指示:
a - 次の(i)〜(iii)が作品紹介の内容と合っているかどうかを、それぞれ「はい」か「いいえ」で答えてください。各答えには、決め手となる作品紹介の語句をそのまま引用して添えること。(i) この漫画のアニメ版の制作はイズミプロダクションである。(ii) ハンクスの階級は少尉である。(iii) アリス・L・マルヴィンは第1小隊の隊長である。
b - 作品紹介のうち、「アニメ化もされており、制作はイズミプロダクション。」から「訳(プロパガンダ)であった。」までの部分を一字も変えずに引用する。

PUMPKIN SCISSORS(漫画)

登録日:2011/07/25(月) 21:15:22
更新日:2024/01/09 Tue 20:00:29
所要時間:約 6 分で読めます





戦争があった…


永きにわたる戦乱は社会を腐敗させ、あらゆる悪を蔓延させた


─だが─それら“戦災”を討つための部隊がここに存在する…

部隊の名は



─陸軍情報部第3課─

『パンプキン・シザーズ』!!




『パンプキン・シザーズ(PUMPKIN SCISSORS)』とは、月刊少年マガジンにて連載中の漫画である。
作者は岩永亮太郎。
アニメ化もされており、制作はイズミプロダクション。
作中で起きた戦争の残した負の面を扱う漫画であるため、一度戦闘に入れば容赦ない描写が展開される(腕が千切れる位は序の口)ので耐性の無い人は読むのに覚悟が要ると思われる。
一方でギャグや燃える展開も多く、一辺倒というわけではない。


◆あらすじ

戦争が、あった。フロスト共和国と帝国の間で生じた永きにわたる戦争は、「薄氷の条約」と呼ばれる条約により停戦したものの、
その永い永い戦争により、帝国各地には飢餓、疫病、兵隊の野盗化といった──“戦災”という名のもう一つの戦争があった。
現状を憂慮した帝国は「戦災復興」を掲げた陸軍情報部第3課を設立する。しかしその実、第3課は戦災復興とは名ばかりの言い訳(プロパガンダ)であった。
そのような立場でありながらも、社会を覆う“戦災”というブ厚い皮を切り裂くことを真に実践する彼らは、自らを誇りを持って呼ぶ。「パンプキン・シザーズ」と。

(一部巻頭より抜粋)



◆主な登場人物

陸軍情報部第3課(パンプキン・シザーズ)
〇ハンクス(CV.チョー)
階級:大尉
3課課長。のどかな印象を受ける人物だが、ときおり見せる鋭い眼がただ者ではないことを物語っている。
「八つ裂きハンクス」なる異名を持っており、平時と戦場どちらでも人間を血の海に浸した経験を持つ。
過去に深い負い目を抱く何かをやらかしたらしく、彼から真実を聞いたらしいオレルドも苦言を少し漏らしていた。


▽実動第1小隊
〇アリス・L・マルヴィン(CV.伊藤静)
階級:少尉
本作品の主人公。第1小隊の隊長であり、拝命十三貴族の一つ「マルヴィン家」の第3公女。

データ一覧:
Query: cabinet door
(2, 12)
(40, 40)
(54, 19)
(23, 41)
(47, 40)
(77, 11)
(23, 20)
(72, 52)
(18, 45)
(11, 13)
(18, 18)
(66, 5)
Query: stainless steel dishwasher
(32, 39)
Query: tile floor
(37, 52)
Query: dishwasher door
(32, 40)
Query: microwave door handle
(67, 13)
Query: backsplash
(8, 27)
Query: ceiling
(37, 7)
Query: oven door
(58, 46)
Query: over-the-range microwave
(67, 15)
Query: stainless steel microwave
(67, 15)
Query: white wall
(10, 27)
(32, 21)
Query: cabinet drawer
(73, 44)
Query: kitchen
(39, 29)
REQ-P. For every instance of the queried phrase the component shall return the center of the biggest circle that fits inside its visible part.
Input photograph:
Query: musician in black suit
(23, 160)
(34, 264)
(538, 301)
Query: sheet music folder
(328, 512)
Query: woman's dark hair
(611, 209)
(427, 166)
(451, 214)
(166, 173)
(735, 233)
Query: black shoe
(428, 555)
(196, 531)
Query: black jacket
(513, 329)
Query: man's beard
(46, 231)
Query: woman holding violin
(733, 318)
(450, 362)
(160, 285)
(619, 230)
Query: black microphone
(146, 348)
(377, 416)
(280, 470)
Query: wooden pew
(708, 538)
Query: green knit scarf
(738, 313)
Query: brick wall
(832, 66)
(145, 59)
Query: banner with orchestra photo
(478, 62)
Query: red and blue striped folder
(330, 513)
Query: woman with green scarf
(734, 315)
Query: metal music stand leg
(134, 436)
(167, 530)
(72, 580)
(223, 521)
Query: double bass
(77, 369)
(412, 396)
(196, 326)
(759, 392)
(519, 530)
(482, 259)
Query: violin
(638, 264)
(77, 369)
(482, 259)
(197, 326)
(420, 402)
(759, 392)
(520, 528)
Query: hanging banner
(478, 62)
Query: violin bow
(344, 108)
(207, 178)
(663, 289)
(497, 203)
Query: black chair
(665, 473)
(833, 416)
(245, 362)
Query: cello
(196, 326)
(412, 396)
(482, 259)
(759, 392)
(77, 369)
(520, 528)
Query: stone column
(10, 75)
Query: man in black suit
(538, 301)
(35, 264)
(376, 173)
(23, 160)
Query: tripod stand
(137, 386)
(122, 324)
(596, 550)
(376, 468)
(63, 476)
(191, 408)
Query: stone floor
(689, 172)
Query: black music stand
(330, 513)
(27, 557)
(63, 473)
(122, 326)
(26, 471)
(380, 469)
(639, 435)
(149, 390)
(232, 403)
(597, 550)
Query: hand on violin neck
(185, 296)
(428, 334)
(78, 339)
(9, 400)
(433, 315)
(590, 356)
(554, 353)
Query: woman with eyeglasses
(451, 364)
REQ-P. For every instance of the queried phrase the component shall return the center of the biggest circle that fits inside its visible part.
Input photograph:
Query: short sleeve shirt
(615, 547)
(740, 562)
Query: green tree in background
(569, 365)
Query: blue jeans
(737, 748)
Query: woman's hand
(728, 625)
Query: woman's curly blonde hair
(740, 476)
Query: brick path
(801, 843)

各問の解答:
a -
(i) はい。「アニメ化もされており、制作はイズミプロダクション。」
(ii) いいえ。「階級:大尉」
(iii) はい。「第1小隊の隊長であり」

b -
アニメ化もされており、制作はイズミプロダクション。
作中で起きた戦争の残した負の面を扱う漫画であるため、一度戦闘に入れば容赦ない描写が展開される(腕が千切れる位は序の口)ので耐性の無い人は読むのに覚悟が要ると思われる。
一方でギャグや燃える展開も多く、一辺倒というわけではない。


◆あらすじ

戦争が、あった。フロスト共和国と帝国の間で生じた永きにわたる戦争は、「薄氷の条約」と呼ばれる条約により停戦したものの、
その永い永い戦争により、帝国各地には飢餓、疫病、兵隊の野盗化といった──“戦災”という名のもう一つの戦争があった。
現状を憂慮した帝国は「戦災復興」を掲げた陸軍情報部第3課を設立する。しかしその実、第3課は戦災復興とは名ばかりの言い訳(プロパガンダ)であった。